▶ **DIRECTION**
Print exactly the lines from the line with "Exercise. Put one point on each instance of the woman's hair" to the last line of the data, please, both included.

▶ **INPUT RECORDS**
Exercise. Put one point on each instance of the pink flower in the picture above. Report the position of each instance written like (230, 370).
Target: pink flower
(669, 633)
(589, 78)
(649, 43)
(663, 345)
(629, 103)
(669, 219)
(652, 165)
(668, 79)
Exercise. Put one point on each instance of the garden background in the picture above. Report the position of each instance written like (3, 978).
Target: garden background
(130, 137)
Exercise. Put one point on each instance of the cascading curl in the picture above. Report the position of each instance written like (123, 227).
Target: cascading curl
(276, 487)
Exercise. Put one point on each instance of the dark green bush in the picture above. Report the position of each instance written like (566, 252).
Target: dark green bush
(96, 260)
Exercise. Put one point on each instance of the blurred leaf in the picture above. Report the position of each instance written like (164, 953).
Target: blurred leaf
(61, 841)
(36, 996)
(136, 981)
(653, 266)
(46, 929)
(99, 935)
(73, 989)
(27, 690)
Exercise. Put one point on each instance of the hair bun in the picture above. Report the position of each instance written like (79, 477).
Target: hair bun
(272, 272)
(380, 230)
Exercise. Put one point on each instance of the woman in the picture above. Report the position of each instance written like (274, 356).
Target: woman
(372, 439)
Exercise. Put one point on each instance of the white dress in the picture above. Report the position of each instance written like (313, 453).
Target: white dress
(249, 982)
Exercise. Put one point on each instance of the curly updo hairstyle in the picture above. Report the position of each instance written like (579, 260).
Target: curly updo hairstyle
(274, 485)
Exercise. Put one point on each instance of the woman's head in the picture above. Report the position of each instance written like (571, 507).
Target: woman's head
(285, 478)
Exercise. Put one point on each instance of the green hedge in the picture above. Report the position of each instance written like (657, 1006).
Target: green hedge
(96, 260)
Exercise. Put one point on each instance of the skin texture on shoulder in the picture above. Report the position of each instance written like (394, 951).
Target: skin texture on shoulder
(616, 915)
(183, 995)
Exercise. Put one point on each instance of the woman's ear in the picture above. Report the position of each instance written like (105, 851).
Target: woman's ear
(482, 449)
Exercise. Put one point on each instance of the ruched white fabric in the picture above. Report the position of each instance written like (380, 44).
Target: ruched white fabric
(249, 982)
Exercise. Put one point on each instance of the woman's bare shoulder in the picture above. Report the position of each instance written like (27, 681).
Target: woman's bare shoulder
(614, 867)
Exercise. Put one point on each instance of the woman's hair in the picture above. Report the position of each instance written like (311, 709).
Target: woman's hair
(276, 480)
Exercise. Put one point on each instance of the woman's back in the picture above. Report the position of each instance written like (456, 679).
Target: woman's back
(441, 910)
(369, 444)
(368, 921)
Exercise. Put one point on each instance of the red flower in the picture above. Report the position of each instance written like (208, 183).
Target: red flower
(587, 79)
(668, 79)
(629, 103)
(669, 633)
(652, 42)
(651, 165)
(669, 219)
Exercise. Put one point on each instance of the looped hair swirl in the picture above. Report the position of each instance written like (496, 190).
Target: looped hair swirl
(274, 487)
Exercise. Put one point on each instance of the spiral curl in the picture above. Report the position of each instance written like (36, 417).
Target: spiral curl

▶ **SOLUTION TO THE EXERCISE**
Exercise. Put one point on each instance of the woman's hair in the picture above. Report the position of each instance written like (311, 709).
Target: woman's hair
(276, 480)
Exercise. Put one point on each instance of the woman's back in the picture above. Report the position of each instance written like (456, 679).
Target: woman's back
(441, 910)
(369, 444)
(368, 921)
Exercise. Put one point on each instance of the red flower in the picture above. Report the position of each instance written like (208, 183).
Target: red flower
(587, 79)
(668, 79)
(629, 103)
(669, 633)
(652, 42)
(651, 165)
(669, 219)
Exercise. Put one point on each instance of the looped hair swirl in the picture above. Report the position of each instance written like (496, 190).
Target: looped hair swirl
(274, 487)
Exercise. Put one point on each instance of the spiral curl in the picture above. Report the position of each instance written like (36, 417).
Target: spiral curl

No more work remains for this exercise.